───── 課題の入力
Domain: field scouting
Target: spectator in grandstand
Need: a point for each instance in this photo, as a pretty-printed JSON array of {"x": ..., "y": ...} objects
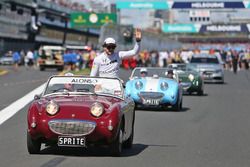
[{"x": 16, "y": 59}]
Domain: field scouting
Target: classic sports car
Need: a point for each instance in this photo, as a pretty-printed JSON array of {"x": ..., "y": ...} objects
[
  {"x": 76, "y": 111},
  {"x": 151, "y": 87},
  {"x": 190, "y": 80},
  {"x": 209, "y": 66}
]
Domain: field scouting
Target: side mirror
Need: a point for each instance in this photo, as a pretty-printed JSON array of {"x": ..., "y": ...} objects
[{"x": 36, "y": 97}]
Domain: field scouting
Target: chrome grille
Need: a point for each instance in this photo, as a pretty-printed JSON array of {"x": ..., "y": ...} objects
[
  {"x": 151, "y": 95},
  {"x": 72, "y": 127}
]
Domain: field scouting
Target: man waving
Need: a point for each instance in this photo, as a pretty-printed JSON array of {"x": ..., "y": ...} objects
[{"x": 107, "y": 64}]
──────────
あなたの課題
上の項目をすべて、一字一句変えずに打ち直してください。画像は答えに入れないでください。

期待される答え
Domain: field scouting
Target: spectator in grandstand
Need: a point for each instance in this photo, as a pretty-printed JSON array of {"x": ..., "y": ...} objects
[{"x": 16, "y": 59}]
Domain: field scouting
Target: classic sports car
Need: a point for each instance in this photo, as a pretty-printed JSON array of {"x": ..., "y": ...} objects
[
  {"x": 76, "y": 111},
  {"x": 151, "y": 87},
  {"x": 190, "y": 80},
  {"x": 209, "y": 66}
]
Domain: field scouting
Target: side mirror
Need: a point for each instance in this photo, as a pretty-printed JSON array of {"x": ..., "y": ...} objects
[{"x": 36, "y": 97}]
Domain: field scouting
Target: chrome grille
Need: a point for each instance in this photo, as a pretty-printed JSON array of {"x": ..., "y": ...} objects
[
  {"x": 151, "y": 95},
  {"x": 72, "y": 127}
]
Domain: field scouting
Target: man waving
Need: a point for each instance in this photo, as a pretty-printed JSON array of {"x": ..., "y": ...} objects
[{"x": 107, "y": 64}]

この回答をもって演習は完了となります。